Can you reproduce every line of the material below verbatim?

Items from a dataset:
########

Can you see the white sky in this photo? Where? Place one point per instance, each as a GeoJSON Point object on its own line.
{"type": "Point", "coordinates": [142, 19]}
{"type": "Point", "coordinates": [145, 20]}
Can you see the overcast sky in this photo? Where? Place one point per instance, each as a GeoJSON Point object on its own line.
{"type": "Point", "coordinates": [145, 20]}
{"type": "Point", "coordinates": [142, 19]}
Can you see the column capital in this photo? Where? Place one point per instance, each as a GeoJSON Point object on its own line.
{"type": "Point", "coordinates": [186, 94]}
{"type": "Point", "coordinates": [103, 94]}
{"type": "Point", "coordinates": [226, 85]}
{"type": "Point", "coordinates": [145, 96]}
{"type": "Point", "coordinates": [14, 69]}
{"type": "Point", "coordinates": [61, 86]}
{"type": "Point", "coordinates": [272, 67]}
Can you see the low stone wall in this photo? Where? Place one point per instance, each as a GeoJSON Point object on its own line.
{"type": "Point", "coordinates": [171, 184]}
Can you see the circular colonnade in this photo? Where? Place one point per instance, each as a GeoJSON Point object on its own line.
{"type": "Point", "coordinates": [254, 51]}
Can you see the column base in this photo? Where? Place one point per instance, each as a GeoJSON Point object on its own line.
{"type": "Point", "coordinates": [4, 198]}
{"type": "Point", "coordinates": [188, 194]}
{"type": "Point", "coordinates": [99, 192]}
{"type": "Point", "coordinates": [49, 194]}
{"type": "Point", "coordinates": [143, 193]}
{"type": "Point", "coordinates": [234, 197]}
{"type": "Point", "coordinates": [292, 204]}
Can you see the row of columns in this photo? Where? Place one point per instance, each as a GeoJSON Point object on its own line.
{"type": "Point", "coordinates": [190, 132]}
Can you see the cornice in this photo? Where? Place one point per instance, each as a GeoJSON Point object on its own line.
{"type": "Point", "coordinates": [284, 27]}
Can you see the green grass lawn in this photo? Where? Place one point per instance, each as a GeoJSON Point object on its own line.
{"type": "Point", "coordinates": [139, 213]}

########

Output for this exercise:
Can you see the white sky in this photo? Where? Place one point per instance, each as a GeoJSON Point object on its own line.
{"type": "Point", "coordinates": [142, 19]}
{"type": "Point", "coordinates": [145, 20]}
Can you see the overcast sky in this photo? Where? Place one point per instance, each as a GeoJSON Point object on its own line.
{"type": "Point", "coordinates": [145, 20]}
{"type": "Point", "coordinates": [142, 19]}
Can you see the column capital in this photo? Where? Place one point per instance, each as a GeoJSON Point object on its own line.
{"type": "Point", "coordinates": [186, 94]}
{"type": "Point", "coordinates": [103, 94]}
{"type": "Point", "coordinates": [226, 85]}
{"type": "Point", "coordinates": [145, 96]}
{"type": "Point", "coordinates": [14, 69]}
{"type": "Point", "coordinates": [61, 86]}
{"type": "Point", "coordinates": [272, 67]}
Can you see the low stone wall in this photo? Where? Place one point per instance, each as a GeoJSON Point object on its own line.
{"type": "Point", "coordinates": [171, 184]}
Can you see the circular colonnade in this photo? Where? Place one point per instance, each as a GeoJSON Point object on its own line.
{"type": "Point", "coordinates": [254, 51]}
Can you see the column base in this photo? Where? Place one point per instance, each as a GeoJSON Point object on its own line.
{"type": "Point", "coordinates": [4, 198]}
{"type": "Point", "coordinates": [188, 194]}
{"type": "Point", "coordinates": [99, 192]}
{"type": "Point", "coordinates": [49, 194]}
{"type": "Point", "coordinates": [143, 193]}
{"type": "Point", "coordinates": [234, 197]}
{"type": "Point", "coordinates": [292, 204]}
Can you see the row of columns in this photo? Where? Place one point per instance, each as a GeoJSON Point object on its own line.
{"type": "Point", "coordinates": [190, 132]}
Can you see the cornice in this photo? Where? Place one point per instance, each as a GeoJSON Point object on its own line.
{"type": "Point", "coordinates": [284, 27]}
Can you see the green grass lawn in this photo? Where? Place one point per instance, each as a GeoJSON Point object on its own line.
{"type": "Point", "coordinates": [139, 213]}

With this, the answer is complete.